◆ TASKS TO PERFORM:
(a) Give the username of each person who posted in the hay prices thread.
(b) Resume the hay prices thread after its final post.

◆ DOCUMENT TEXT:
::::

# Hay Prices?



## JD4755 (Apr 17, 2008)

Whats the price of hay everywhere? last i knew here in NE Colorado, dairies were buying it at 115/ton standing!.. grinder hay is probably 125 ish, and dairy hay is all the way up to 170/ton, cornstalks are probably around 60/ton, and this is all in big squares.


----------



## Christianh (Apr 26, 2008)

(Prices for 2,000 lb 5 x 6 round)
Pure Alfalfa: $85
Alfalfa/Timothy or Alfalfa/Brome mix: $75
Export-quality Timothy: $110
Grass hay: $55
Straw: $10
Flax: $5

-Christian


----------



## downtownjr (Apr 8, 2008)

Deal mostly in small squares 50-65 lbs and have seen them go from $5-6 a bale. I have seen ads for up to $9 a small bale but have not talked to anyone that actually bought them. At a Hay auction in late Feb, $4.50-$5 was the norm and not all the hay sold. Mostly sellers in the crowd, not buyers. Have to see what happens after the first cutting this year. My brothers alfalfa looks great.


----------



## Erock813 (Jun 3, 2008)

Were asking $3.50 for a 40 lb bale out of the field. If they want 50lbs bales then $4.00.Well probable tack on another $.50 if we mow it.Our 4x4 are gonna be $45 and our 4x5 are $55 this year,all rounds. Looks like well be having no probelm getting rid of it.

::::

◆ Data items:
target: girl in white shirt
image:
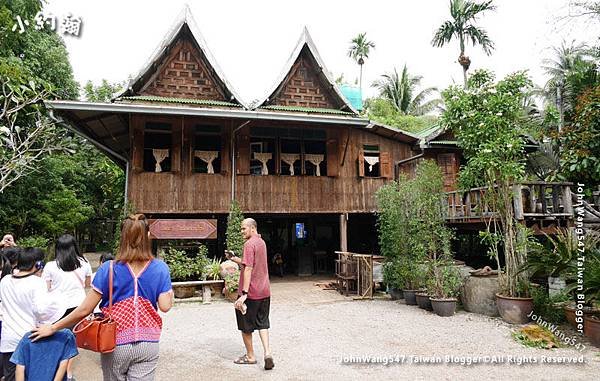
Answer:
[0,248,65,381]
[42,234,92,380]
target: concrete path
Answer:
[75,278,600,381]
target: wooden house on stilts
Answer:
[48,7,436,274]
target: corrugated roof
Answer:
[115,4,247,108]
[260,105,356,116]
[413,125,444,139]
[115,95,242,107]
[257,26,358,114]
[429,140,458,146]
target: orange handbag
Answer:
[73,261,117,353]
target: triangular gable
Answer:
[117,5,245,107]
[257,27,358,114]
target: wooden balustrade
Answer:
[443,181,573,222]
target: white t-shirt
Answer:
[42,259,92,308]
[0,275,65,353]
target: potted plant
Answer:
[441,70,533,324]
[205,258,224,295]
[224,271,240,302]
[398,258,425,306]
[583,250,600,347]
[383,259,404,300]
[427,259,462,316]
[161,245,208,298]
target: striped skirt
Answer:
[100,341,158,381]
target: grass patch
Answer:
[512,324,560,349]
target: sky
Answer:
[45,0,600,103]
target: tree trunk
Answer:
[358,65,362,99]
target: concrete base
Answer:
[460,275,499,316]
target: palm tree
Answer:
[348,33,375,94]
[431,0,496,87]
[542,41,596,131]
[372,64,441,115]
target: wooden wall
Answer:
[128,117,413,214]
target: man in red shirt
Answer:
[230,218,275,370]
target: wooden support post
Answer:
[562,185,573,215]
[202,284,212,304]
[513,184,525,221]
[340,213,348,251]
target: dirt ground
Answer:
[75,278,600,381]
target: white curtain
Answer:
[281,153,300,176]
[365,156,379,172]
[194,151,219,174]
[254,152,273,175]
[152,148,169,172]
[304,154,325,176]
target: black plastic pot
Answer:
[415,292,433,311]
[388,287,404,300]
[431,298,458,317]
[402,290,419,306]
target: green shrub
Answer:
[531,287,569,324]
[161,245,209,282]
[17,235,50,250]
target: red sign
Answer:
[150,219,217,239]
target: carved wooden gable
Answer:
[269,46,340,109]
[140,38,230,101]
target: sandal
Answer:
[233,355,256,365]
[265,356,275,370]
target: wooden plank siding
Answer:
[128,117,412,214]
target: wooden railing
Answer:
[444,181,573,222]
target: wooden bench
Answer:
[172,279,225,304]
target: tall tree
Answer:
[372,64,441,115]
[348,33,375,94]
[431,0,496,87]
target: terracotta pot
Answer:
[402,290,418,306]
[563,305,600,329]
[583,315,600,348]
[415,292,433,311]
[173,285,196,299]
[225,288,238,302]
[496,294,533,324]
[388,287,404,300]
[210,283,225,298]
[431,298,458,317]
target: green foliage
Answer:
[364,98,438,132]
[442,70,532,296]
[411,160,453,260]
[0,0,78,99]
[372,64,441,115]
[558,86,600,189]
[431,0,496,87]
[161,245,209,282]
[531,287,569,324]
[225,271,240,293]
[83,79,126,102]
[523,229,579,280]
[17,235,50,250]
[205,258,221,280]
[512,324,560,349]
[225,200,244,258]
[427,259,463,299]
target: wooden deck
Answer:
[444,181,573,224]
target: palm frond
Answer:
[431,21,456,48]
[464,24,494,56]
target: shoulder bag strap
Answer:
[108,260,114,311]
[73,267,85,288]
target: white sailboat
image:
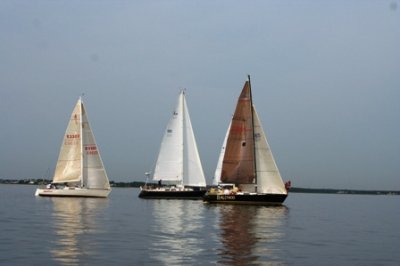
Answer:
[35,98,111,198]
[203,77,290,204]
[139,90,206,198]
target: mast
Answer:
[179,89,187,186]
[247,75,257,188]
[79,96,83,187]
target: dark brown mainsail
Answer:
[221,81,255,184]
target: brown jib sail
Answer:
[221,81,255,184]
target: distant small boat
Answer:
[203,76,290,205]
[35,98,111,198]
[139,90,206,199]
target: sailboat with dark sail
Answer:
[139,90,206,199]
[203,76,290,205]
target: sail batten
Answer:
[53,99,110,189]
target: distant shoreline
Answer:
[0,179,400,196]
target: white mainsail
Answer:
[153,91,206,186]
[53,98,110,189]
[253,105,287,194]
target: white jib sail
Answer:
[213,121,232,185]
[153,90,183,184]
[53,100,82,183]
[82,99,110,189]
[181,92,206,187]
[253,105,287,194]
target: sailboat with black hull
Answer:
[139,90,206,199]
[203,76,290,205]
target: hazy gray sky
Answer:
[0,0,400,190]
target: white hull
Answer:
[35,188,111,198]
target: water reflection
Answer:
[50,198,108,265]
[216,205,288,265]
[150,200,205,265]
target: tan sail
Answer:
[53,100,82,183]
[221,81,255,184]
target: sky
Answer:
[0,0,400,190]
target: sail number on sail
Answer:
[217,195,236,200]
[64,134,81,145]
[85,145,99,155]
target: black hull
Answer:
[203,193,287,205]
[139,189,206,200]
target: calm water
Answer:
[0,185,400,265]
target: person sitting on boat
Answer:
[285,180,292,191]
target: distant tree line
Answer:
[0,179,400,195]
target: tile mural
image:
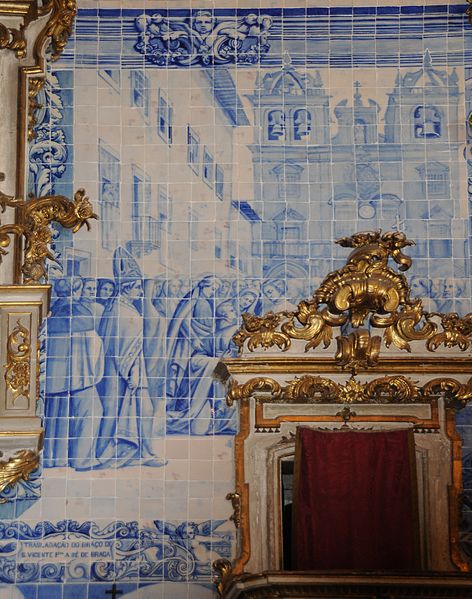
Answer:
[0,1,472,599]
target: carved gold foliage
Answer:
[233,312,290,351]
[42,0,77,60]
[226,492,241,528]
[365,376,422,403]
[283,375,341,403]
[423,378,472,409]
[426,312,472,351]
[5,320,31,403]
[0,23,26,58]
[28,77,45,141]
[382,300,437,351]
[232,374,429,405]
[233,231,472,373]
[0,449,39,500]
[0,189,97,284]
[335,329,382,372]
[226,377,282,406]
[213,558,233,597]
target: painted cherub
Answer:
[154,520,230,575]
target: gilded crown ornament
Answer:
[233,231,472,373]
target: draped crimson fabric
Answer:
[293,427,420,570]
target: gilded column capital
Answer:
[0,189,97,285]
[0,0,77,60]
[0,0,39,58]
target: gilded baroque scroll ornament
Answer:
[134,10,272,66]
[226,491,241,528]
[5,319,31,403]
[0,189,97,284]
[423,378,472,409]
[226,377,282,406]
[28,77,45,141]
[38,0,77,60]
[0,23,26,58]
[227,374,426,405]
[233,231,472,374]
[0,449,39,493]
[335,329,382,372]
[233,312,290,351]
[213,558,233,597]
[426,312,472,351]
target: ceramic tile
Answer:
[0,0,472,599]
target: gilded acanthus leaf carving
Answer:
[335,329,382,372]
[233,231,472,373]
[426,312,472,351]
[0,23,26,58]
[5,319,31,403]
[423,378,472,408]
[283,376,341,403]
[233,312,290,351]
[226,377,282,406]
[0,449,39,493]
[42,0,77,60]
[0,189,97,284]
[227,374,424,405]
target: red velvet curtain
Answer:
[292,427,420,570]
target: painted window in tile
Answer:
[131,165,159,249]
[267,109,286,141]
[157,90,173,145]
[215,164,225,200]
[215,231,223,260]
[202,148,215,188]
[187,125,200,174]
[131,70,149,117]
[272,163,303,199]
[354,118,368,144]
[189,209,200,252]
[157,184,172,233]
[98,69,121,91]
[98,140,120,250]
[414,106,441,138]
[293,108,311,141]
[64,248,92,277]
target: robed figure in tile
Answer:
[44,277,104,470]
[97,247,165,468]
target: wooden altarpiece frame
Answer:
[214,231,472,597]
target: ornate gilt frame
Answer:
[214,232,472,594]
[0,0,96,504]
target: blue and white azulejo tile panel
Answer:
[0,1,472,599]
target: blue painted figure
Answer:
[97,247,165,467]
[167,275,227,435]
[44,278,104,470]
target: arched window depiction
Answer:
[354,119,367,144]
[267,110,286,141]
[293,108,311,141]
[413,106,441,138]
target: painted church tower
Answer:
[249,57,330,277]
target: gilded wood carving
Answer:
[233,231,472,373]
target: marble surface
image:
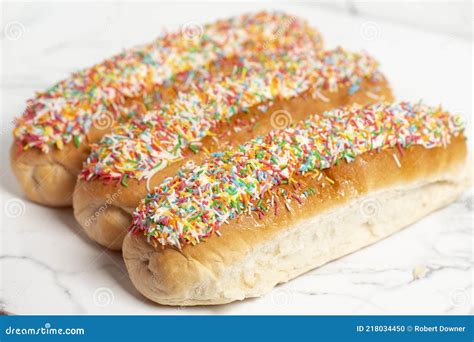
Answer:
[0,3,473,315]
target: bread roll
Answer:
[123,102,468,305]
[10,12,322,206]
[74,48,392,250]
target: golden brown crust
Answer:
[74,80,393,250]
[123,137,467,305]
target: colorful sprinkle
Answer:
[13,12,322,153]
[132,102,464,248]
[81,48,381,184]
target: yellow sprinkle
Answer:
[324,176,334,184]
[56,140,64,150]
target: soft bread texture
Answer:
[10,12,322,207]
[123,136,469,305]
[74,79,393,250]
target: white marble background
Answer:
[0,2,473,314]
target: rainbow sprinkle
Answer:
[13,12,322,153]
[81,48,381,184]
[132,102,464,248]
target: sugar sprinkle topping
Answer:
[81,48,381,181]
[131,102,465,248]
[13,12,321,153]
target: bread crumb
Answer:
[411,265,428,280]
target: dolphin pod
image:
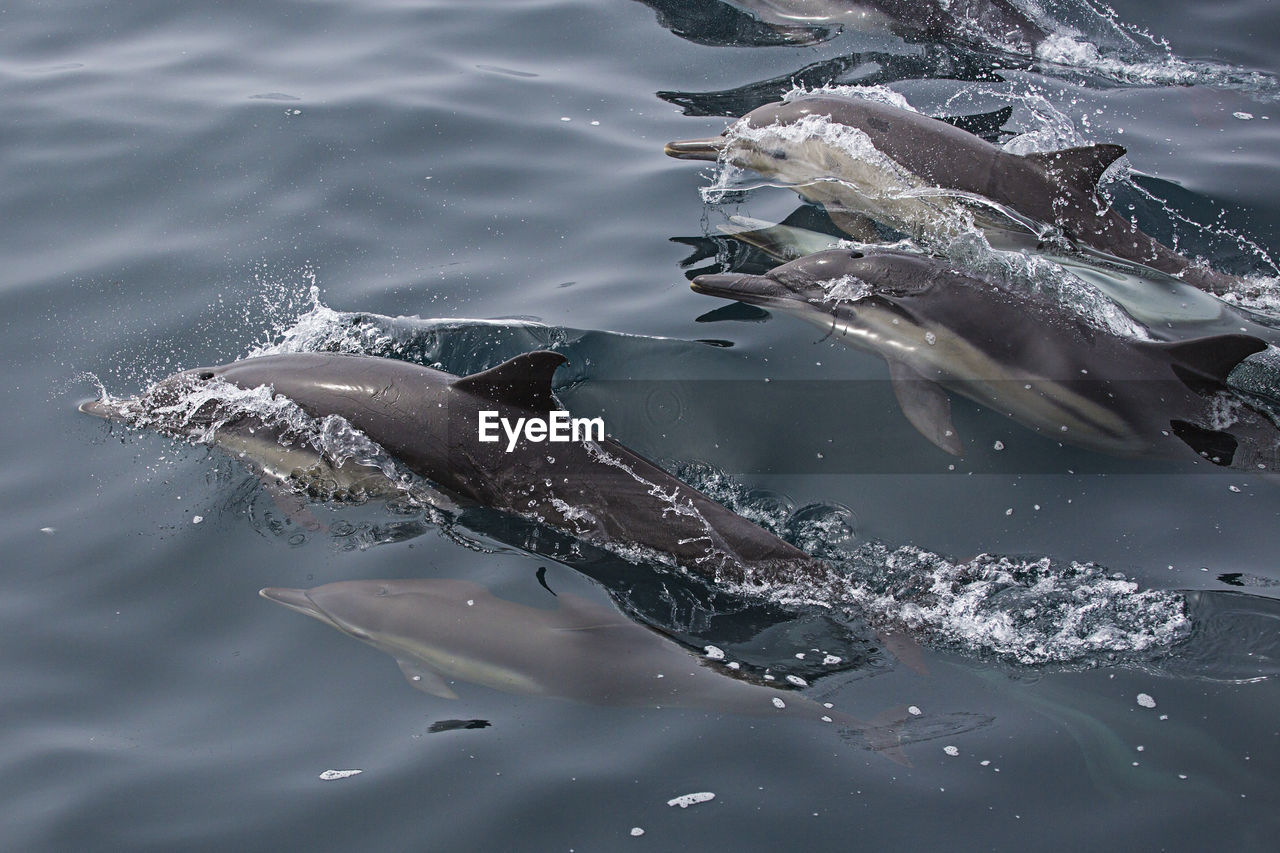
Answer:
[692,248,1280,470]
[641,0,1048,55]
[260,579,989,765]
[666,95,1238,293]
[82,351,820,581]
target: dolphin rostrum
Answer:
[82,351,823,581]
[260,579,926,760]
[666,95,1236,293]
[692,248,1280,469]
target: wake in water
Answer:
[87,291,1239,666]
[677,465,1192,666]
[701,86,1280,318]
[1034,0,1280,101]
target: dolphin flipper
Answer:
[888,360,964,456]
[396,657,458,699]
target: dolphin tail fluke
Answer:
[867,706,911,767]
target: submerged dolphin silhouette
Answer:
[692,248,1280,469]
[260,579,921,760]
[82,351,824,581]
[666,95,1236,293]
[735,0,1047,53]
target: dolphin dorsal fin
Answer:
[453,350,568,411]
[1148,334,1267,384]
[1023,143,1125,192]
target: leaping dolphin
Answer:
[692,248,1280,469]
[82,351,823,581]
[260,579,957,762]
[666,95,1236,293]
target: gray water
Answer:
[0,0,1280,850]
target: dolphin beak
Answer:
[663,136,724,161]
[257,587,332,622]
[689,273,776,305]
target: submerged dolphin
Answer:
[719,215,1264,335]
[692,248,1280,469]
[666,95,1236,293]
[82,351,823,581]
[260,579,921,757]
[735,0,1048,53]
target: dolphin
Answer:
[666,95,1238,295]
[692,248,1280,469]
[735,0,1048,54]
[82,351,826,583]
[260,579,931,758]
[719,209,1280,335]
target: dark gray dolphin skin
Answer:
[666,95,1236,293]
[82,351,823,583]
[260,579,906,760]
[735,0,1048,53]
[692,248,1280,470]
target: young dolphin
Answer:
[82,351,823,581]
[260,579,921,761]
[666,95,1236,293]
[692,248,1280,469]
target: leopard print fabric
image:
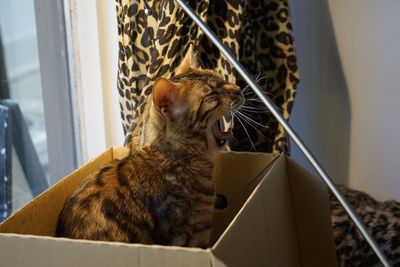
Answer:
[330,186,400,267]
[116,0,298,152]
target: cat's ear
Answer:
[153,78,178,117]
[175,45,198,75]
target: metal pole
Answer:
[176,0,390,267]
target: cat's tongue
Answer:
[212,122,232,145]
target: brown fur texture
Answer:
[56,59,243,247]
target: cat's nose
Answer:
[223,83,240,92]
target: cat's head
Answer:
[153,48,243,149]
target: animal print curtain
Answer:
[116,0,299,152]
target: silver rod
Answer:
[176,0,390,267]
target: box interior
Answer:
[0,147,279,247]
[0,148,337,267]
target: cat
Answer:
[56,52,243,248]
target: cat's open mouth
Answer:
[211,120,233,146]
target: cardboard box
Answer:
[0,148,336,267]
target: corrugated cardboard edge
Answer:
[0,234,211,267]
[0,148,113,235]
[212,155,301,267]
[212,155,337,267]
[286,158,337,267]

::::

◆ EXPECTED RESULTS:
(a) JD4755, Christianh, downtownjr, Erock813

(b)
----------



## Don ALLAN (Jun 4, 2008)

JD4755 said:


> Whats the price of hay everywhere? last i knew here in NE Colorado, dairies were buying it at 115/ton standing!.. grinder hay is probably 125 ish, and dairy hay is all the way up to 170/ton, cornstalks are probably around 60/ton, and this is all in big squares.


The price of hay in Alberta ranges from $60 per ton for round bales to $200 per ton for small squares. right now I am selling utility timothy hay in round bales for about $60 per ton at the field. Trucking runs about $.12 per bale per km. for distances over 120 km.

Check out my website at www.AllanHay.com


----------



## slfactivitybarn (Jun 4, 2008)

Here in Virginia prices for small square bales are still high in some areas. I have heard of $13/bale. We are asking $5.50 for our first cutting in the western part of the state.


----------



## readytohay (Jun 3, 2008)

Sold some 150 rfv alfalfa 3x3 bales out of field for 200 per ton and 3x3 silage bales for 1.50 per rfv point -moisture.I think 200 is a good place to start hay is going to be in good demand.


----------



## Guest (Jun 9, 2008)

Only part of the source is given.